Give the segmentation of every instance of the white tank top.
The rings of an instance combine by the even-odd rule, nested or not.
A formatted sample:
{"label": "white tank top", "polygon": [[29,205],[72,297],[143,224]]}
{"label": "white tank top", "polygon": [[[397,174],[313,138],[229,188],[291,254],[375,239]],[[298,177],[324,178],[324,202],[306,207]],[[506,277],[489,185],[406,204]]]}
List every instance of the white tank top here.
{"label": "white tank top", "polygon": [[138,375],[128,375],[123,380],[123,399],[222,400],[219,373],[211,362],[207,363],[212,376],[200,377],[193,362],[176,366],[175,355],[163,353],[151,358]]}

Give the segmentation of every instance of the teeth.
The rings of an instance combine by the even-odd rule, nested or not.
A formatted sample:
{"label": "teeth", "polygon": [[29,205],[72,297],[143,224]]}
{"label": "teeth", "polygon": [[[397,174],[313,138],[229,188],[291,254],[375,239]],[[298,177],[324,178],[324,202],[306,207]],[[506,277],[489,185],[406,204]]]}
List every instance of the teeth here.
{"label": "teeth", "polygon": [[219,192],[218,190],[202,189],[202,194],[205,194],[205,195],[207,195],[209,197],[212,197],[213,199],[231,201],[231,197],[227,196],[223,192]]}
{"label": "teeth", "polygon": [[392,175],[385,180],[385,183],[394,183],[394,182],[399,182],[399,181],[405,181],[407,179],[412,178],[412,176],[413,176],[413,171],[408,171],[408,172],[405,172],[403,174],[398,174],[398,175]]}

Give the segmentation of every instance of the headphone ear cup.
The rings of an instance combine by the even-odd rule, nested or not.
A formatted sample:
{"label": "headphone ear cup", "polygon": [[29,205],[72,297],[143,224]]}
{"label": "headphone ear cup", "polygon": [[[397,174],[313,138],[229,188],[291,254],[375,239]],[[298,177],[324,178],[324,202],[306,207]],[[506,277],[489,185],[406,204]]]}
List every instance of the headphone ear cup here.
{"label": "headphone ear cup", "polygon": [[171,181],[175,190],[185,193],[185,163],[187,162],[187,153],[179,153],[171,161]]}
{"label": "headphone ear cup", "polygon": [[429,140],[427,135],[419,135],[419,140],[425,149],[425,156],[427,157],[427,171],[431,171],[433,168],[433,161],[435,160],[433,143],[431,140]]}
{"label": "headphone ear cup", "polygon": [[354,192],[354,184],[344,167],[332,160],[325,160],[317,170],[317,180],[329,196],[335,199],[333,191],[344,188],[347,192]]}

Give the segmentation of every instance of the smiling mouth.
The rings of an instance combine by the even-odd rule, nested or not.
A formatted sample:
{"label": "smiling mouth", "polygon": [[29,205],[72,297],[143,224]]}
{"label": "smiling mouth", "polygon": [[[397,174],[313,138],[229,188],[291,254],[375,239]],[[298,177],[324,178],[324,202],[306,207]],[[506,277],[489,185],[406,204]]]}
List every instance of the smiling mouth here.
* * *
◆ Work instructions
What the answer needs is every line from the data above with "mouth" in it.

◆ Task answer
Give the segmentation of every instance of the smiling mouth.
{"label": "smiling mouth", "polygon": [[29,205],[72,297],[143,224]]}
{"label": "smiling mouth", "polygon": [[[397,174],[313,138],[229,188],[291,254],[375,239]],[[298,177],[324,178],[324,202],[306,207]],[[506,277],[489,185],[406,204]]]}
List every instance of the smiling mouth here.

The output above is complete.